TASK INPUT Block Start

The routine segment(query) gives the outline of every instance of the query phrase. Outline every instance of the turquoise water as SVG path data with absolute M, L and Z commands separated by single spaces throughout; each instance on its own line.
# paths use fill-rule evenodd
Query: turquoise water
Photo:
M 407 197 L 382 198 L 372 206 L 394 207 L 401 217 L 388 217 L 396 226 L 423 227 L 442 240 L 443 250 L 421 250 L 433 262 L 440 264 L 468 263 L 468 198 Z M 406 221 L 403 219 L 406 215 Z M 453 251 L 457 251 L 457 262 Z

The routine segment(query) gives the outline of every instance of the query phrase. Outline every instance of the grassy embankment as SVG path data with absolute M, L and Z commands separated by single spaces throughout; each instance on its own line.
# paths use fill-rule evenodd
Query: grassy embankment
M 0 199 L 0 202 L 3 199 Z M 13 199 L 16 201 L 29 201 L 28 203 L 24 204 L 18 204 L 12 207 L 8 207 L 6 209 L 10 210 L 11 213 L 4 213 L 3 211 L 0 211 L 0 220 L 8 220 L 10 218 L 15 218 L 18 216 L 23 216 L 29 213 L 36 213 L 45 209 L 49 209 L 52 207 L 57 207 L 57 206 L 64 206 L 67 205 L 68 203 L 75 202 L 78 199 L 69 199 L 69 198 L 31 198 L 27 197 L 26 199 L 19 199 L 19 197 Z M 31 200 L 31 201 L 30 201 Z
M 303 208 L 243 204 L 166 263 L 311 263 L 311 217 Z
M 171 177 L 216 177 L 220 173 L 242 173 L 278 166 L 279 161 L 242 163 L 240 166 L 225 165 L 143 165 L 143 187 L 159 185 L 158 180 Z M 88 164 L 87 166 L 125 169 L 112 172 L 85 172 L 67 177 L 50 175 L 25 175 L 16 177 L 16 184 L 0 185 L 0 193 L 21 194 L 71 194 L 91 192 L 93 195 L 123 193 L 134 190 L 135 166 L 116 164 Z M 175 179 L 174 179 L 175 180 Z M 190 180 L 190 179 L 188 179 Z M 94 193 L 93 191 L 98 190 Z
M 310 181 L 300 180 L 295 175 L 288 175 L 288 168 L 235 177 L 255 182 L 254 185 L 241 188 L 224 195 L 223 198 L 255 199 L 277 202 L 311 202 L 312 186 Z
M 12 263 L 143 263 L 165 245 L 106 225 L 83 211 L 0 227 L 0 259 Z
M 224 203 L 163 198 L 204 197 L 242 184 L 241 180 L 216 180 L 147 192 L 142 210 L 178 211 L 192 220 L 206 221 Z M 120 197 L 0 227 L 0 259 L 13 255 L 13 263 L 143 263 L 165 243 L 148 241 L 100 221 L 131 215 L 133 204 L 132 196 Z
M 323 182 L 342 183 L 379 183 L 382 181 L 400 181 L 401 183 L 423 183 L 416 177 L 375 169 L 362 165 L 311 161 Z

TASK INPUT Block End

■ WHAT THE TASK REQUIRES:
The answer is the full set of records, printed exactly as given.

■ ANSWER TO THIS PROBLEM:
The routine segment(query) gives the outline of every instance of the query phrase. Outline every instance of the turquoise water as SVG path data with absolute M, L and Z commands separated by single spaces throughout; each instance on its own line.
# paths use fill-rule evenodd
Query: turquoise water
Photo:
M 407 197 L 382 198 L 372 206 L 394 207 L 401 217 L 388 217 L 396 226 L 423 227 L 442 240 L 443 250 L 421 250 L 433 262 L 440 264 L 468 263 L 468 198 Z M 406 221 L 403 219 L 406 215 Z M 453 251 L 457 251 L 457 262 Z

The routine segment(query) gives the outline of every instance of the query phrase. Outline every instance of the grassy embankment as SVG path data with absolute M, L and Z commands separated by single spaces throughout; each instance on its own line.
# paths use fill-rule evenodd
Query: grassy embankment
M 0 199 L 0 202 L 3 199 Z M 13 199 L 16 201 L 29 201 L 28 203 L 24 204 L 18 204 L 12 207 L 8 207 L 6 209 L 10 210 L 11 213 L 4 213 L 3 211 L 0 211 L 0 220 L 8 220 L 10 218 L 15 218 L 18 216 L 23 216 L 29 213 L 36 213 L 45 209 L 49 209 L 52 207 L 57 207 L 57 206 L 64 206 L 67 205 L 68 203 L 75 202 L 78 199 L 69 199 L 69 198 L 31 198 L 27 197 L 26 199 L 19 199 L 19 197 Z M 31 200 L 31 201 L 30 201 Z
M 303 208 L 243 204 L 166 263 L 311 263 L 311 217 Z
M 171 177 L 216 177 L 220 173 L 242 173 L 278 166 L 279 161 L 242 163 L 240 166 L 225 165 L 143 165 L 143 187 L 159 185 L 158 180 Z M 88 164 L 87 166 L 125 169 L 112 172 L 85 172 L 67 177 L 50 175 L 25 175 L 16 177 L 16 184 L 0 185 L 0 193 L 21 194 L 71 194 L 91 192 L 93 195 L 123 193 L 134 190 L 135 166 L 116 164 Z M 175 179 L 174 179 L 175 180 Z M 190 180 L 190 179 L 188 179 Z M 94 193 L 93 191 L 98 190 Z
M 310 181 L 300 180 L 295 175 L 288 175 L 288 168 L 235 177 L 255 182 L 254 185 L 241 188 L 224 195 L 223 198 L 255 199 L 277 202 L 311 202 L 312 186 Z
M 12 263 L 143 263 L 165 245 L 106 225 L 83 211 L 0 227 L 0 259 Z
M 224 203 L 163 198 L 204 197 L 242 184 L 241 180 L 216 180 L 147 192 L 142 210 L 178 211 L 192 220 L 206 221 Z M 120 197 L 0 227 L 0 259 L 13 255 L 13 263 L 143 263 L 165 243 L 148 241 L 100 221 L 131 215 L 133 204 L 132 196 Z
M 323 182 L 342 183 L 379 183 L 382 181 L 400 181 L 401 183 L 423 183 L 416 177 L 375 169 L 362 165 L 311 161 Z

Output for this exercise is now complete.